» **REQUIRED WORK**
How many lines in the rows below contain the word "seat"? Reply with only the number.

※ ※ ※

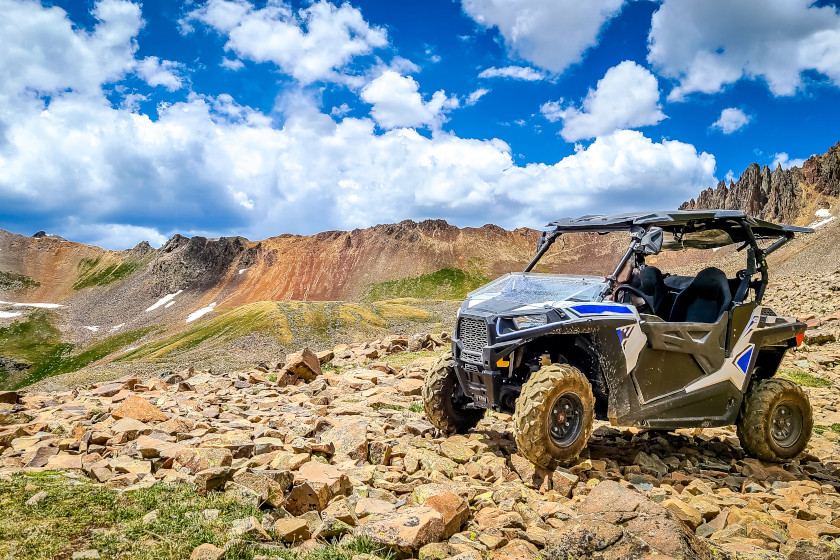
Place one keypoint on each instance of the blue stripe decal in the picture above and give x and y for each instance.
(743, 362)
(598, 309)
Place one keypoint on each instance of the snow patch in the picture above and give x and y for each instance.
(201, 312)
(164, 300)
(39, 305)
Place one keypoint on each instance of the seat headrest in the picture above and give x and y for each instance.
(650, 278)
(710, 283)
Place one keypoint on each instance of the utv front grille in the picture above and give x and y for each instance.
(473, 334)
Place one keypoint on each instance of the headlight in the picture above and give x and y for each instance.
(529, 321)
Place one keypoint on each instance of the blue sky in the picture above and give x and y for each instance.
(121, 122)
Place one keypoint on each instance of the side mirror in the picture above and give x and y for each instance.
(752, 267)
(651, 242)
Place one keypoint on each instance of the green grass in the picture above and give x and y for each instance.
(78, 516)
(803, 378)
(9, 281)
(36, 341)
(290, 322)
(446, 283)
(402, 359)
(822, 428)
(91, 274)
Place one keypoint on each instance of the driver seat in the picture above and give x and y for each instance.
(704, 300)
(649, 280)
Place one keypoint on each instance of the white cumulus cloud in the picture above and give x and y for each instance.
(707, 44)
(626, 97)
(553, 34)
(473, 97)
(157, 72)
(524, 73)
(731, 120)
(317, 42)
(397, 102)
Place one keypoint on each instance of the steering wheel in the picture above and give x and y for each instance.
(635, 291)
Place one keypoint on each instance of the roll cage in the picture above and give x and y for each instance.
(740, 227)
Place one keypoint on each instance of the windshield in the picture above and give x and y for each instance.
(529, 287)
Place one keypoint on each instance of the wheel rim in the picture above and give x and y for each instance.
(566, 419)
(786, 424)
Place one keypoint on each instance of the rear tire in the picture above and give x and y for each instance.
(554, 415)
(775, 421)
(444, 408)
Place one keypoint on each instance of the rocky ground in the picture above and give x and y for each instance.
(335, 447)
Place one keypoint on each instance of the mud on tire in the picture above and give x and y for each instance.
(554, 415)
(775, 421)
(443, 408)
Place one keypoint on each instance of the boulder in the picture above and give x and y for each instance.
(291, 529)
(315, 485)
(195, 460)
(140, 409)
(304, 364)
(269, 491)
(645, 528)
(405, 530)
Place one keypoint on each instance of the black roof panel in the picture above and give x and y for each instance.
(675, 220)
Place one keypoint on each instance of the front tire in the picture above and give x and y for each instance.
(775, 421)
(554, 415)
(445, 404)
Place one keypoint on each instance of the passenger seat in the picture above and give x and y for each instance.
(704, 300)
(649, 281)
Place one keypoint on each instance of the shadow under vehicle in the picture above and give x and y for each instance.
(659, 351)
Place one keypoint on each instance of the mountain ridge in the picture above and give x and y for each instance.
(104, 303)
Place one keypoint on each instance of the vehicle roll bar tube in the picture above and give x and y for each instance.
(547, 239)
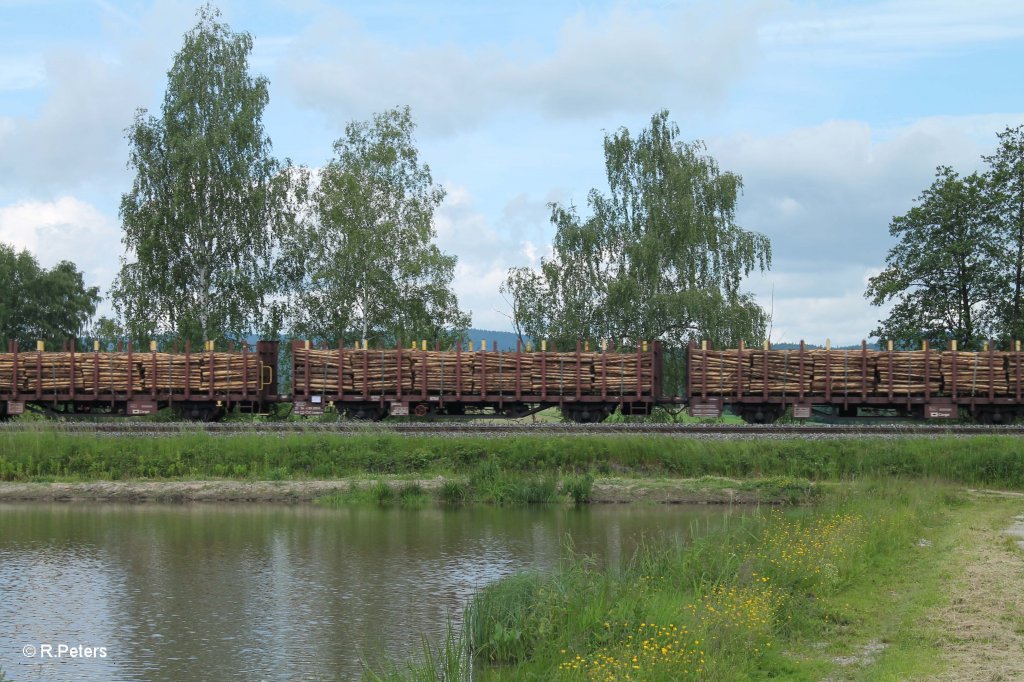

※ ※ ※

» **FULL ANSWER**
3